Continue the passage below about the 1931 trial of the Menshevik Bureau, starting right after its last sentence.

## start TEXT SECTION

Take the case of the trial of the so-called “Menshevik Bureau of the Union” in 1931. One of the central charges in the indictment, to which all the accused not only promptly and vigorously pleaded guilty but which they immediately set out to prove by detailed oral evidence, was that the Menshevik Bureau in the Soviet Union (nine-tenths composed of former Mensheviks who had turned Stalinist, like nine-tenths of all the Mensheviks in the Soviet Union) had plotted a counterrevolutionary sabotage campaign at a meeting with Rafael Abramovich, exiled Menshevik member of the Bureau of the Labor and Socialist (Second) International. Although somewhat vague, the approximate period of Abramovich’s illegal trip to Moscow was given by the prosecution and the “defendants”: between the middle of July and the middle of August 1928.

## end TEXT SECTION
## start RECORDED DATA

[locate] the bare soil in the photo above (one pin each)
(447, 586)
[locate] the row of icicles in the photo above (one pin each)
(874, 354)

## end RECORDED DATA

TASK ANSWER:
The clumsy dolts who had framed the details of the “plot” had neglected to watch Abramovich’s movements in Europe during the crucial month. The result was that Abramovich was able to prove a faultless alibi for the period he was supposed to be conspiring illegally in Moscow and elsewhere in the Soviet Union. From Berlin, Abramovich made public the following statement, which speaks for itself:

“I have already informed the Moscow tribunal and I have declared publicly that I passed the month of July at Plau (Mecklenburg), up to the 30th, inclusive, as I have now been able to establish, and not up to the 26th. This has already been confirmed in the press by Kurt Grossman, secretary of the German League of the Rights of Man. I am now in possession of a notarized declaration of the proprietor of the Wendenburg Hotel, in Plau, attesting that I resided in his house without interruption from July 9 to 30, 1928. I also possess a sworn statement of the former proprietor of the Strand Hotel, where I lived during the first few days of my stay in Plau, as well as a number of other testimonials of persons whose acquaintance I made in Plau at that time.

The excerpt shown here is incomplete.